_SUPPLIED PASSAGE_:

Education and grief support are not the only areas in which HVSG now focuses. Within two years of the first meeting between the Simpsons and the Lynches in Bargo, the need for law reform was apparent. The first time Peter and Christine embarked on a mission to force legislative change with other families, they were a tiny select group within the organisation. Their success in abolishing dock statements led to greater involvement by other members.
Since 1993, hundreds of amendments have been made to our laws. Perhaps one of the most important in which the Simpsons have been involved concerned compensation. Criminal injuries compensation was first recognised in the Crimes Act 1900 (NSW). Victims could apply for compensation only where there was a convicted offender and the amount was recoverable from the offender’s possessions. Under the Criminal Injuries Compensation Act 1967 (NSW), who could claim for compensation was extended to cover all victims, including cases where the offender was unknown. In January 1968, a government-funded scheme was set up to cover the costs.
In 1988, the benefits provided for victims of violent crime were increased and a tribunal was set up to oversee the award of compensation. Evidence of psychological injury, usually through medical reports, had to be proven before monetary amounts were arbitrarily awarded on the basis of the degree of injury. In other words, loved ones had to highlight the extent of their grief following a murder and have it ‘measured’. On 19 August 1992, when Ebony Simpson was abducted, raped and murdered, that system was still in operation. However, it was totally inadequate.

_DATASET SECTION_:
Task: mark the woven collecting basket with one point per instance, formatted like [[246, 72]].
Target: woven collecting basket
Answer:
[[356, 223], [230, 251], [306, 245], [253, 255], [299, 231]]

_WHAT YOU WILL DO_:
1. According to the HVSG passage, when was a government-funded scheme set up to cover criminal injuries compensation costs?
2. Repeat the HVSG passage between "In 1988, the" and "was totally inadequate.", inclusive.
The data has no connection to the HVSG passage.

_ANSWERS FOR THIS EXERCISE_:
1. January 1968

2.
In 1988, the benefits provided for victims of violent crime were increased and a tribunal was set up to oversee the award of compensation. Evidence of psychological injury, usually through medical reports, had to be proven before monetary amounts were arbitrarily awarded on the basis of the degree of injury. In other words, loved ones had to highlight the extent of their grief following a murder and have it ‘measured’. On 19 August 1992, when Ebony Simpson was abducted, raped and murdered, that system was still in operation. However, it was totally inadequate.